Data supplied
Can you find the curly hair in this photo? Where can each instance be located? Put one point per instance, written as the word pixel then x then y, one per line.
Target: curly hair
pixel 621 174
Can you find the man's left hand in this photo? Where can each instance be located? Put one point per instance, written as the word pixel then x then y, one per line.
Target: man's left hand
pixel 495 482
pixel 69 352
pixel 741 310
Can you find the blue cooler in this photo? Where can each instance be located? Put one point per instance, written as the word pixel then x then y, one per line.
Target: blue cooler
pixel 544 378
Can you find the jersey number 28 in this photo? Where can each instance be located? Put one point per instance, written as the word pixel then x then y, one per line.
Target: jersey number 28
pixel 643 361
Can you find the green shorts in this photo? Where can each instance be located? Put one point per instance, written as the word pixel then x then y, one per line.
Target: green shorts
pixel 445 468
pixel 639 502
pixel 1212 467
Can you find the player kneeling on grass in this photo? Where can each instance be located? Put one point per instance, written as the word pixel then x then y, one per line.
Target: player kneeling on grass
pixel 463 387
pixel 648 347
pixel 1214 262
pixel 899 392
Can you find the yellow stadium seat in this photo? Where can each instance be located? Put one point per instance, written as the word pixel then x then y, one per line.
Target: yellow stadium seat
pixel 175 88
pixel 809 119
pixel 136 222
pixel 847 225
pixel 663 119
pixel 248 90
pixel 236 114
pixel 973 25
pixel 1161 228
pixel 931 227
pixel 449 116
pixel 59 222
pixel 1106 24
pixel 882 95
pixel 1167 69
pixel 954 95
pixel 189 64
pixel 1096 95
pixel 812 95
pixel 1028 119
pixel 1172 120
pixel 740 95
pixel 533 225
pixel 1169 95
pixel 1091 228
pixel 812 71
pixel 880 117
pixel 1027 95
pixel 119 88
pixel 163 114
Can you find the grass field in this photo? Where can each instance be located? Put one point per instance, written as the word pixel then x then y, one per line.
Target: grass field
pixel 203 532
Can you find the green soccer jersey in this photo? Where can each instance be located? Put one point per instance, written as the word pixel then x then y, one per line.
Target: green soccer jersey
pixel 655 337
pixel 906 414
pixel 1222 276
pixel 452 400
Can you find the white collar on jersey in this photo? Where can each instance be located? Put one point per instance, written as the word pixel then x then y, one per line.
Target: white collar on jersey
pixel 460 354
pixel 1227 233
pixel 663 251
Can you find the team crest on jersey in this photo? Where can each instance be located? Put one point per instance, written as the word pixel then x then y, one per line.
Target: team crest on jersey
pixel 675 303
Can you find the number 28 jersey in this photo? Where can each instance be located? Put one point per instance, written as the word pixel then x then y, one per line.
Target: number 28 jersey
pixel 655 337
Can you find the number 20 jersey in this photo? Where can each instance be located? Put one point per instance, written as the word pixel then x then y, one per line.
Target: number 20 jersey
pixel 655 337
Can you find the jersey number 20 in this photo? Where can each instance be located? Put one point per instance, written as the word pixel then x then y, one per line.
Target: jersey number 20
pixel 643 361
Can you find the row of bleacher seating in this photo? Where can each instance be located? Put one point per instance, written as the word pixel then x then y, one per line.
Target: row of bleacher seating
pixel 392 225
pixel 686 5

What needs to be done
Using the exact wording, write out all of the records.

Answer section
Can you find the curly hair in this photo? Where can each instance be located? Put one point per instance, written as the word pixel then x then y, one per line.
Target: curly hair
pixel 621 174
Can you find the man's left hand in this photo? Where can each instance be located? Put one point per instance, written as the word pixel then x then y, one per line.
Target: man's left hand
pixel 495 482
pixel 69 352
pixel 741 310
Can you find the blue cooler in this photo? Where can each instance be located? Put one point per instance, written as the word pixel then x then y, one per line.
Target: blue cooler
pixel 544 378
Can you find the jersey number 28 in this photo? Where can each instance be located? Put one point per instance, written as the word pixel then x then y, one per line.
Target: jersey number 28
pixel 643 361
Can you find the green shorts in this photo? Where can each instance be located? Put one point per instance, written as the word pixel then x then y, one per line.
Target: green shorts
pixel 445 468
pixel 639 502
pixel 1212 467
Can you find the player kneeling on grass in this photo? Where can each instance be located? Put one point per instance, written as the word pixel then x then y, one per line.
Target: player kneeling on grass
pixel 463 387
pixel 648 347
pixel 1214 262
pixel 899 392
Can you find the yellow stadium seat in this photo? Where can each instance be located? Put one point per instance, written as the word pixel then x then y, one per line.
Target: yellow stadium seat
pixel 175 88
pixel 809 119
pixel 136 222
pixel 847 225
pixel 663 119
pixel 248 90
pixel 236 114
pixel 973 25
pixel 1161 228
pixel 931 227
pixel 449 116
pixel 59 222
pixel 1106 24
pixel 882 95
pixel 1167 69
pixel 954 95
pixel 189 64
pixel 1096 95
pixel 812 95
pixel 1028 119
pixel 1172 120
pixel 740 95
pixel 533 225
pixel 1169 95
pixel 1091 228
pixel 812 71
pixel 880 117
pixel 1027 95
pixel 119 88
pixel 163 114
Can you find the grass field in this photo? Where can each instance be located? Put one point per instance, written as the word pixel then x then y, one per line.
Target: grass field
pixel 203 532
Can you find the green soccer jersey in this photo? Where can each instance be located? Put one point per instance, written as the word pixel then x then y, one per line.
Target: green soccer jersey
pixel 655 337
pixel 906 414
pixel 1222 276
pixel 452 400
Can you find the white collar on jersey in this photo? Where can each instance be located? Put one point per instance, written as the word pixel then x then y, one per line.
Target: white collar on jersey
pixel 460 354
pixel 1227 233
pixel 663 251
Can you find the team crest on jersey in this photo? Where can each instance be located? Put one point per instance, written as the word pixel then x then y, one per line.
Target: team crest on jersey
pixel 675 303
Can you find the number 28 jersey in this photo? Where can each instance be located? Put one point per instance, written as the word pixel then x then y, one per line.
Target: number 28 jersey
pixel 655 337
Can you find the number 20 jersey in this photo? Where can each instance be located? Put one point per instance, written as the word pixel then x then y, one per line.
Target: number 20 jersey
pixel 655 337
Can you find the jersey number 20 in this photo? Where can each instance be located? Put one point per instance, written as the word pixel then x then y, one per line.
Target: jersey number 20
pixel 643 361
Can you find the row of bleacher seating in this photo? Where can each instance be located? Put one point per instance, written as the word pixel then x then y, one per line.
Target: row of bleacher seating
pixel 392 225
pixel 686 5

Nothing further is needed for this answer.